## TASK DIRECTIONS
Collect every line of the rows below that contains the string "positive", treating uppercase and lowercase letters as distinct.

## Segmentation mask data
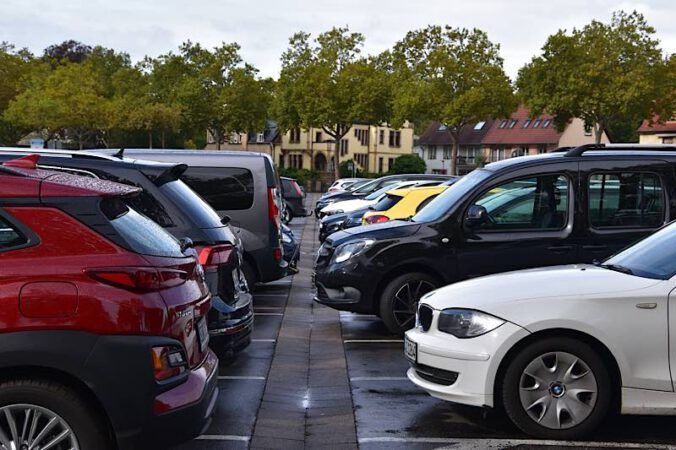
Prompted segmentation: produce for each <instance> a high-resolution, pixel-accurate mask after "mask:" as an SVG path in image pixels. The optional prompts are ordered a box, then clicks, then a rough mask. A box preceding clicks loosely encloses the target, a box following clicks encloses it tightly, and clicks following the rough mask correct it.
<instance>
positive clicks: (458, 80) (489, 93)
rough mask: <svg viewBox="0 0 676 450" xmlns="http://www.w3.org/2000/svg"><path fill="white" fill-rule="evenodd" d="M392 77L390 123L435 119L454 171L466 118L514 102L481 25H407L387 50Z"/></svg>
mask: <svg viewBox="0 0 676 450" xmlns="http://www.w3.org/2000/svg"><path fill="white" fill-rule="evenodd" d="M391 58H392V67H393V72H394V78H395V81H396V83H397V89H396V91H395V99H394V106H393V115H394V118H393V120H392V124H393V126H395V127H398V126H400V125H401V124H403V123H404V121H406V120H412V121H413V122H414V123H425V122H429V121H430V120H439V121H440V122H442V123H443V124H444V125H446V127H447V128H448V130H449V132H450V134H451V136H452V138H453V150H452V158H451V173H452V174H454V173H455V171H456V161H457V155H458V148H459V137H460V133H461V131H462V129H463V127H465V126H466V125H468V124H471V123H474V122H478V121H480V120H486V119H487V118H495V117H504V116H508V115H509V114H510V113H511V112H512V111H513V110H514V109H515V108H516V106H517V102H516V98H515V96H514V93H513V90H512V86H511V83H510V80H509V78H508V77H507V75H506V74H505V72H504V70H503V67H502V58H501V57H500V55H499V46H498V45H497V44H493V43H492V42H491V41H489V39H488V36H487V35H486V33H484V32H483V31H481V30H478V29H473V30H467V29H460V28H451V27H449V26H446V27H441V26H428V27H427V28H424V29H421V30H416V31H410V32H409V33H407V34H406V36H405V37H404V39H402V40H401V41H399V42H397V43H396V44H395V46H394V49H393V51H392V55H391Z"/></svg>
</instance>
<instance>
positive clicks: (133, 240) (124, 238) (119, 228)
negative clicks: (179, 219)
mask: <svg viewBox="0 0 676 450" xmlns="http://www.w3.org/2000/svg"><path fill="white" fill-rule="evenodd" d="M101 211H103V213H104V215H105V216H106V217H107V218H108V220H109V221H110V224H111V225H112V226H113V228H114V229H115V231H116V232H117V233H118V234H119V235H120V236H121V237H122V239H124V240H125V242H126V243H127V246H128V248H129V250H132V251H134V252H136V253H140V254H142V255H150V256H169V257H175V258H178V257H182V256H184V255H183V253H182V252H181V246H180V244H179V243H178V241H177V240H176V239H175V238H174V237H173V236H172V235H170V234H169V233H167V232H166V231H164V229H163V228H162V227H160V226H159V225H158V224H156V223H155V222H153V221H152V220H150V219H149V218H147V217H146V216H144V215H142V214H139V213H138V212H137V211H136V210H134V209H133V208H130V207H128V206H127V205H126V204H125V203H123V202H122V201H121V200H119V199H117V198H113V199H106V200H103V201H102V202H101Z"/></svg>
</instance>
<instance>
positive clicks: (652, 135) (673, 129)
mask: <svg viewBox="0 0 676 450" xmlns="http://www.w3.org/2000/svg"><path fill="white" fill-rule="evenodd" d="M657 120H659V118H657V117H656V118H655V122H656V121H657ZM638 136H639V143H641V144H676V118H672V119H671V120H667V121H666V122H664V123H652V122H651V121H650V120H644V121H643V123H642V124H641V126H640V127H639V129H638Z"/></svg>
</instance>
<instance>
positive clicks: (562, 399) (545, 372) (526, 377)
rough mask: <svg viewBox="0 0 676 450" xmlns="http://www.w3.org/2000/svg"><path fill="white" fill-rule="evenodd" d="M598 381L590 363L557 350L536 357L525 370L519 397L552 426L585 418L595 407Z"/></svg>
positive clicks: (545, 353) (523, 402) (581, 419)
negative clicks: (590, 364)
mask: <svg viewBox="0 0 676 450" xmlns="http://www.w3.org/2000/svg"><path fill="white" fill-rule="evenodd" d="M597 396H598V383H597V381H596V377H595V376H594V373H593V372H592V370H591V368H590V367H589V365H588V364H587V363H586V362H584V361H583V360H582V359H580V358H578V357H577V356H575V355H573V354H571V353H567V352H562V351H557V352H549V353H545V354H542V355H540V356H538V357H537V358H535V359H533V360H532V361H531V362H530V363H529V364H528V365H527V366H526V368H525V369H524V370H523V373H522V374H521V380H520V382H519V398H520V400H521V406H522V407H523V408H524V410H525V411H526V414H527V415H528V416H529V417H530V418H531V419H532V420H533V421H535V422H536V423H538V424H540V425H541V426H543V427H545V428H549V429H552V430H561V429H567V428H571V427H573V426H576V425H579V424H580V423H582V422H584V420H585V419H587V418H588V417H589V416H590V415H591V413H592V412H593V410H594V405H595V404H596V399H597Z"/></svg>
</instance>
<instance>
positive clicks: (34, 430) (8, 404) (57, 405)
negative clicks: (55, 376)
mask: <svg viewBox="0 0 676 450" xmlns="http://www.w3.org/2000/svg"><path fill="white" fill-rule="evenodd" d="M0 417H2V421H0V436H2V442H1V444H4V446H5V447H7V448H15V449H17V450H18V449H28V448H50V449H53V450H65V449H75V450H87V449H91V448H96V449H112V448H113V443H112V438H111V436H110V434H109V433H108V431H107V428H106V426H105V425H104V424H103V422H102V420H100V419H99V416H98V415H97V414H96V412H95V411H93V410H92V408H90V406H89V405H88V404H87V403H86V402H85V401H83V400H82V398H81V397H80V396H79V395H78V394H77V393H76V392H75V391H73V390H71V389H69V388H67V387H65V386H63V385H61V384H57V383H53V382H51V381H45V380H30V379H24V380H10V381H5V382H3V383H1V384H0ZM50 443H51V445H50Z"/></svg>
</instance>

## RESULT BELOW
positive clicks: (458, 80) (489, 93)
positive clicks: (133, 240) (124, 238) (119, 228)
positive clicks: (652, 135) (673, 129)
positive clicks: (562, 399) (545, 372) (526, 377)
positive clicks: (545, 353) (523, 402) (581, 419)
positive clicks: (34, 430) (8, 404) (57, 405)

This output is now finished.